Stored data

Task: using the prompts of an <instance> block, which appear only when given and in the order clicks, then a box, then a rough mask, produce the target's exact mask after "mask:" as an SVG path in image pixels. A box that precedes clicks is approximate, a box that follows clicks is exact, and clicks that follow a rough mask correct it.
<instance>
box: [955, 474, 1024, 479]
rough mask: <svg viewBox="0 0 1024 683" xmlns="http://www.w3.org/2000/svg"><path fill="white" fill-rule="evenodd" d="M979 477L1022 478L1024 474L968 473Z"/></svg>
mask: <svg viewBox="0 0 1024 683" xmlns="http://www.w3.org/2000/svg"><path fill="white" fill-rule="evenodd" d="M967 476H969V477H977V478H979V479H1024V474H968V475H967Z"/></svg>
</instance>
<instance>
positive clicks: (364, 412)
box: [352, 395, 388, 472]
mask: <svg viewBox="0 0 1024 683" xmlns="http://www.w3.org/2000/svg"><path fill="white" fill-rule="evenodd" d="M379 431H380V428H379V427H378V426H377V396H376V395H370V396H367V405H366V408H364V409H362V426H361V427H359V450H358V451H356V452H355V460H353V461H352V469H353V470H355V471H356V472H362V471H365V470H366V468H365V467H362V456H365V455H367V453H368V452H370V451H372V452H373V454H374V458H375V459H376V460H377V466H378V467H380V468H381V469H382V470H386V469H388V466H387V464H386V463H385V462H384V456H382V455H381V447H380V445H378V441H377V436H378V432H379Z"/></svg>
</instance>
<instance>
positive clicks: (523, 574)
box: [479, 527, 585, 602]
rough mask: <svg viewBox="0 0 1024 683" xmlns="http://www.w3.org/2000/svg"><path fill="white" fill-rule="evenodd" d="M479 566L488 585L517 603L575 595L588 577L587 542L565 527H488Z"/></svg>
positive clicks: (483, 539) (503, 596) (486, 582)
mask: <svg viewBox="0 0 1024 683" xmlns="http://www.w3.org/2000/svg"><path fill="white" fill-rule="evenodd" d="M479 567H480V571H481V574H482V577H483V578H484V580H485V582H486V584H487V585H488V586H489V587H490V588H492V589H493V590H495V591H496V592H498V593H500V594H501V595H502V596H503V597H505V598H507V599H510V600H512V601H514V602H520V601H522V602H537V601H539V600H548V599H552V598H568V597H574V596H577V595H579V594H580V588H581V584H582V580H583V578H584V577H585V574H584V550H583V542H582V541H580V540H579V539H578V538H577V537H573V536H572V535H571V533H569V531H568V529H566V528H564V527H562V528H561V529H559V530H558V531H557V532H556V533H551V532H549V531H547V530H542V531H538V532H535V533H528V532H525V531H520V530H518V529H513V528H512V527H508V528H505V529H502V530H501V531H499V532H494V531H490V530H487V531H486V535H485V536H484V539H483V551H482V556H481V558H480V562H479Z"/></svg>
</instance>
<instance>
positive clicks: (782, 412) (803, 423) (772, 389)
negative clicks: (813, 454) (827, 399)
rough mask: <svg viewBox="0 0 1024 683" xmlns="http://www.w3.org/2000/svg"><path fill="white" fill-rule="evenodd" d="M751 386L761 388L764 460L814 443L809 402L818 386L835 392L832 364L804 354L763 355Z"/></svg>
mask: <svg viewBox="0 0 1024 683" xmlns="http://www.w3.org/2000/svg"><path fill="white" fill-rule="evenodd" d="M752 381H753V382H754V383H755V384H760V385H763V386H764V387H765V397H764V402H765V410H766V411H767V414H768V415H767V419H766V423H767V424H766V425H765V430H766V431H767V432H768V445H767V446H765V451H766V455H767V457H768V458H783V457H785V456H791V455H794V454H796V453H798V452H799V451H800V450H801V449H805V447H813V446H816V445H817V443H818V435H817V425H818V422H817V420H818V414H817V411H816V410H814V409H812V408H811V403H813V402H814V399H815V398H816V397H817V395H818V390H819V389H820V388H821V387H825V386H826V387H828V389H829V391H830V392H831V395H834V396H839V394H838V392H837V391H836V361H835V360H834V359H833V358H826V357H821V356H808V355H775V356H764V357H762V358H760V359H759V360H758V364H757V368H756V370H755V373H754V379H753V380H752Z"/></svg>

Work required =
Repeat only the lines from the one holding "negative clicks: (813, 454) (827, 399)" through the last line of the data.

Exercise response =
negative clicks: (813, 454) (827, 399)
rough mask: <svg viewBox="0 0 1024 683" xmlns="http://www.w3.org/2000/svg"><path fill="white" fill-rule="evenodd" d="M751 386L761 388L764 460L814 443L809 402L818 386L835 392L832 364L804 354L763 355Z"/></svg>
mask: <svg viewBox="0 0 1024 683" xmlns="http://www.w3.org/2000/svg"><path fill="white" fill-rule="evenodd" d="M752 381H753V382H754V383H755V384H760V385H763V386H764V387H765V397H764V402H765V410H766V411H767V414H768V415H767V419H766V423H767V424H766V425H765V430H766V431H767V432H768V445H767V446H765V451H766V455H767V457H768V458H783V457H785V456H791V455H794V454H796V453H798V452H799V451H800V450H801V449H805V447H813V446H816V445H817V443H818V435H817V425H818V422H817V420H818V414H817V411H816V410H814V409H812V408H811V403H813V402H814V399H815V398H816V397H817V395H818V390H819V389H820V388H821V387H825V386H826V387H828V389H829V391H830V392H831V395H834V396H839V394H838V392H837V391H836V361H835V360H834V359H833V358H826V357H821V356H808V355H775V356H764V357H762V358H760V359H759V360H758V364H757V368H756V370H755V373H754V379H753V380H752Z"/></svg>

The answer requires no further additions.